• Set problem: Locate the line that contains "Ground all instances of person crouching". Reproduce it and all following lines up to the end of the material, exactly and with nothing added.

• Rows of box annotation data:
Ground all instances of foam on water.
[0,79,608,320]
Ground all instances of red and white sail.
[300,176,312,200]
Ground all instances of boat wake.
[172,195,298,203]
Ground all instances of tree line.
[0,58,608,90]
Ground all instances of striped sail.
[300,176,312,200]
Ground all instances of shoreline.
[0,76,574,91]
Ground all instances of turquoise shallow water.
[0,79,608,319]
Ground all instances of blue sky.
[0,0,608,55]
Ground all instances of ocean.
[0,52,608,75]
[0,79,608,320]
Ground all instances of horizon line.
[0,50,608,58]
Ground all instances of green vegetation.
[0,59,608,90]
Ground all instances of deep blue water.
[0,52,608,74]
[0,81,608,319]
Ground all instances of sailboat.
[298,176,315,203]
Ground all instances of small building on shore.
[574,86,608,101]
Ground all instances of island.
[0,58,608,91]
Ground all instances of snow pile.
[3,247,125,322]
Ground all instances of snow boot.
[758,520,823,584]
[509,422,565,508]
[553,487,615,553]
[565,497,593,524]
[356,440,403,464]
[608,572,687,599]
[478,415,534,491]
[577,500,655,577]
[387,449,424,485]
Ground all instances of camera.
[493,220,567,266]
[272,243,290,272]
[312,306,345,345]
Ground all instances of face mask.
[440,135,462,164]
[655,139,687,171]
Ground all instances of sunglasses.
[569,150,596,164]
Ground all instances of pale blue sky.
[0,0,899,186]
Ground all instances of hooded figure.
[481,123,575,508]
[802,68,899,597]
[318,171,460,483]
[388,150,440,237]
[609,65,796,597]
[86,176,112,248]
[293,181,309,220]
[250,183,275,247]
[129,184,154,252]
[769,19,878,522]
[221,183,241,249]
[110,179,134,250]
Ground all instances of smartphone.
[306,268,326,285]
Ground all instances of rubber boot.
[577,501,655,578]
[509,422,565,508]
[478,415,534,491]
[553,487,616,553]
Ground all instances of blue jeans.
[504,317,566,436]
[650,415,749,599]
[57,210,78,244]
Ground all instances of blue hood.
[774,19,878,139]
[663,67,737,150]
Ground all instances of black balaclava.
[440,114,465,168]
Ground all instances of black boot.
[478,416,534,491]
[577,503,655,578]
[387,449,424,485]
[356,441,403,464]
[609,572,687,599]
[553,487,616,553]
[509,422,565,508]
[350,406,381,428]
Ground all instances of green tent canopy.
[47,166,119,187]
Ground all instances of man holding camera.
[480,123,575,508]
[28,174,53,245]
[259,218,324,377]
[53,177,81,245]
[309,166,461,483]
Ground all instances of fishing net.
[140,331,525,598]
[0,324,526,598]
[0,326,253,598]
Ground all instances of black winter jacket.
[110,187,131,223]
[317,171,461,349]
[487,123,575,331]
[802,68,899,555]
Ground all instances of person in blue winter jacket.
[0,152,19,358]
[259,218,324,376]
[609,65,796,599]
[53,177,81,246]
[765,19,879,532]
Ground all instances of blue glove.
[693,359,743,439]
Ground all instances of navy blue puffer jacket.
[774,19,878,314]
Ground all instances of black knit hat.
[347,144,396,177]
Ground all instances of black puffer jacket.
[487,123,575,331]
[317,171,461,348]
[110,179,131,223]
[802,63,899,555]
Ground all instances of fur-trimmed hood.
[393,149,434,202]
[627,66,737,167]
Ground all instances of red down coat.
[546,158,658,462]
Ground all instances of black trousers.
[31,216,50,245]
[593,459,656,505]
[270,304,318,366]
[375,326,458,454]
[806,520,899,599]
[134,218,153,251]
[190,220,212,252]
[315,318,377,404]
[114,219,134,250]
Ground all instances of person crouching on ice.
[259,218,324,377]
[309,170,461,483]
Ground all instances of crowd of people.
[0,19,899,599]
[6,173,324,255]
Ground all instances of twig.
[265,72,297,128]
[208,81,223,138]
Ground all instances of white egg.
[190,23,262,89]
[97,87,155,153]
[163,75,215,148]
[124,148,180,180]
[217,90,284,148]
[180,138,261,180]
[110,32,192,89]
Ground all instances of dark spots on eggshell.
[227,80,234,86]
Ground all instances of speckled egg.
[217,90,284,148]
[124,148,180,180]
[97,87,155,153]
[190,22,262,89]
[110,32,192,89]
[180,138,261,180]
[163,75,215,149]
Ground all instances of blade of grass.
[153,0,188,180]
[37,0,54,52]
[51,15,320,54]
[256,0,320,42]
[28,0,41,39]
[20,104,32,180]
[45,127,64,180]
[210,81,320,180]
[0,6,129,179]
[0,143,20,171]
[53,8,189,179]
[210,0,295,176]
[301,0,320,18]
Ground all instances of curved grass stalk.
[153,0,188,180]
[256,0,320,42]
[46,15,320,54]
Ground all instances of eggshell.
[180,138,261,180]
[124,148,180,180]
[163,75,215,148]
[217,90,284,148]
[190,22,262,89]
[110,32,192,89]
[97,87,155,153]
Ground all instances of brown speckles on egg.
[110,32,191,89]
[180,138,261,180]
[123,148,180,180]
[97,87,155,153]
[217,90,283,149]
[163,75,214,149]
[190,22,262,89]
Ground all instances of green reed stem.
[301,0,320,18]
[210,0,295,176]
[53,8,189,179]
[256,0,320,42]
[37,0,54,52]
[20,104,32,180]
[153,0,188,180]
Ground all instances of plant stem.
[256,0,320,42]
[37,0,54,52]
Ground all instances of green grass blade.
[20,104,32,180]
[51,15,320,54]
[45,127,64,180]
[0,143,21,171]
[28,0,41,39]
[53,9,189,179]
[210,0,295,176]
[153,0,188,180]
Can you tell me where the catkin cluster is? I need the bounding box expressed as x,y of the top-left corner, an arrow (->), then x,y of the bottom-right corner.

• Task result:
Ground all instances of person crouching on ice.
[259,218,324,377]
[309,170,461,483]
Ground all instances of crowd of people.
[0,19,899,599]
[6,173,324,255]
Ground all instances of twig.
[265,72,297,128]
[208,81,223,138]
Ground all instances of white egg.
[190,23,262,89]
[97,87,155,153]
[163,75,215,148]
[124,148,180,180]
[217,90,284,148]
[180,138,261,180]
[110,32,192,89]
Ground all instances of dark spots on eggshell.
[227,80,234,86]
Ground all instances of speckled egg.
[217,90,284,148]
[124,148,180,180]
[97,87,155,153]
[190,22,262,89]
[110,32,192,89]
[180,138,261,180]
[163,75,215,149]
Ground all instances of blade of grass.
[153,0,188,180]
[37,0,54,52]
[51,15,320,54]
[256,0,320,42]
[28,0,41,39]
[20,104,32,180]
[45,127,64,180]
[210,81,320,180]
[0,6,129,179]
[0,143,20,171]
[53,8,189,179]
[210,0,295,176]
[301,0,320,18]
Ground all instances of curved grass stalk.
[153,0,188,180]
[256,0,320,42]
[46,15,320,54]
Ground all instances of eggshell.
[180,138,261,180]
[124,148,180,180]
[163,75,215,148]
[217,90,284,148]
[190,22,262,89]
[110,32,192,89]
[97,87,155,153]
Ground all instances of brown speckles on egg.
[110,32,191,89]
[180,138,261,180]
[123,148,180,180]
[97,87,155,153]
[217,90,283,149]
[163,75,214,149]
[190,22,262,89]
Ground all instances of green reed stem.
[301,0,320,18]
[210,0,295,176]
[53,8,189,179]
[256,0,320,42]
[37,0,54,52]
[20,104,32,180]
[153,0,188,180]
Ground all instances of plant stem.
[256,0,320,42]
[37,0,54,52]
Ground all instances of green grass blade.
[20,104,32,180]
[51,15,320,54]
[45,127,64,180]
[0,143,21,171]
[28,0,41,39]
[53,9,189,179]
[210,0,295,176]
[153,0,188,180]
Can you tell me where the catkin cluster is? I need the bounding box expressed as x,y of the top-left corner, an arrow (->), then x,y of the bottom-right corner.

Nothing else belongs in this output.